**Required work:**
a) In the text below on the Nock instruction set architecture, which higher-level languages do developers typically write programs in that compile to Nock ISA?
b) From the Nock ISA text below, return word for word the part that opens with the words containing "What is Nock" and closes with "accelerated code evaluation.)".

**Text provided:**
What is Nock ISA?
The Nock Instruction Set Architecture
The Nock instruction set architecture is a minimalist computational framework. It balances formal Turing completeness with just enough tooling to carry out operations more efficiently than a pure lambda calculus or SKI combinator would allow. (It also has a convenient "escape hatch" for accelerated code evaluation.)
Like a byte code or an assembly language, the Nock ISA represents operations very directly, and typically developers write programs in a higher-level language that compiles to Nock ISA (Hoon or Jock). This way, they can get the formal provability of Nock ISA and its execution environment (Nockchain and NockApp) without writing the execution layer directly.
Nock 4K
A noun is an atom or a cell. An atom is a natural number. A cell is an ordered pair of nouns.
Reduce by the first matching pattern; variables match any noun.

**Raw data:**
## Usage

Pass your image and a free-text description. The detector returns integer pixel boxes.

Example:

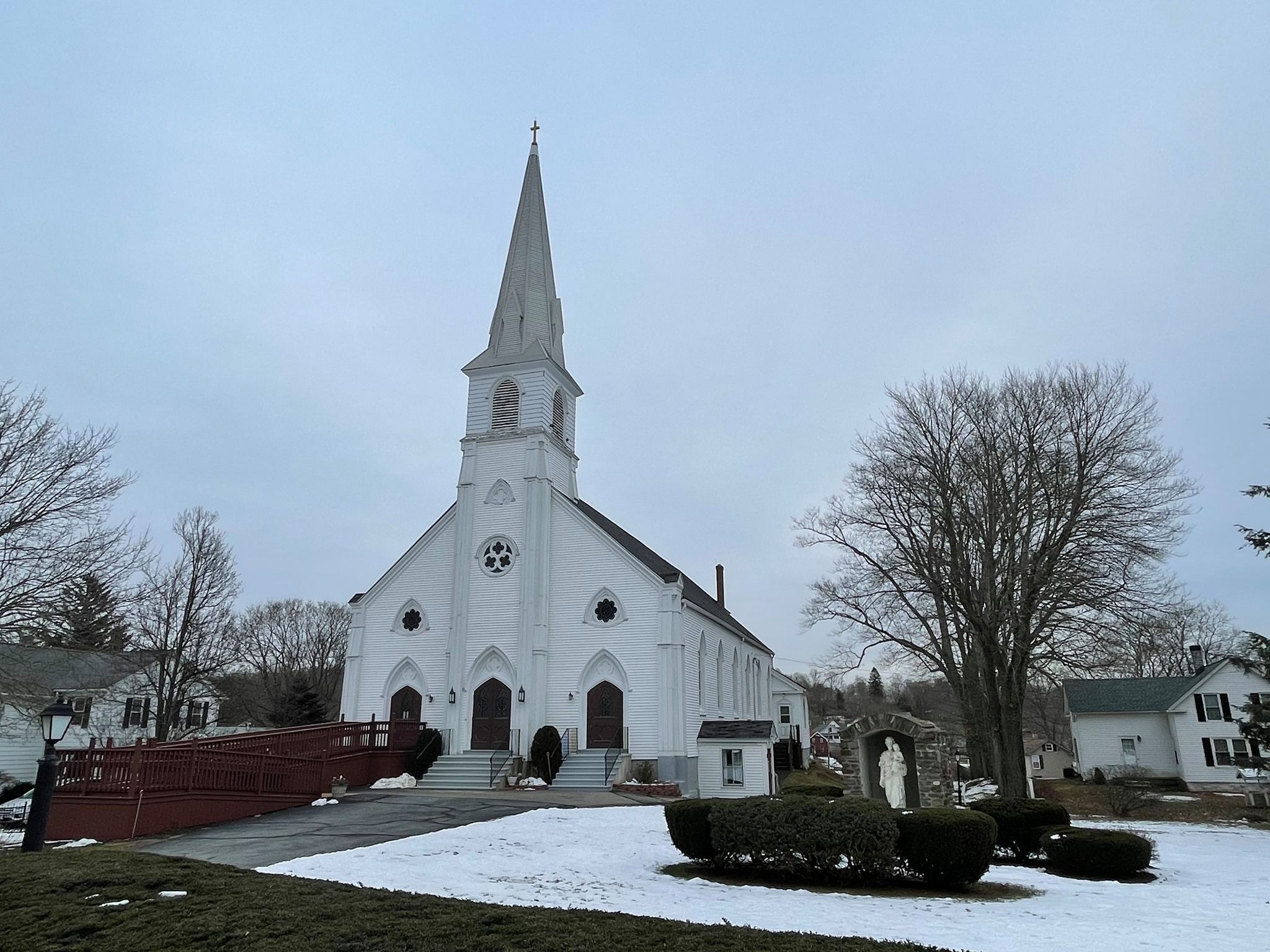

**Written responses:**
a) Hoon or Jock.

b)
What is Nock ISA?
The Nock Instruction Set Architecture
The Nock instruction set architecture is a minimalist computational framework. It balances formal Turing completeness with just enough tooling to carry out operations more efficiently than a pure lambda calculus or SKI combinator would allow. (It also has a convenient "escape hatch" for accelerated code evaluation.)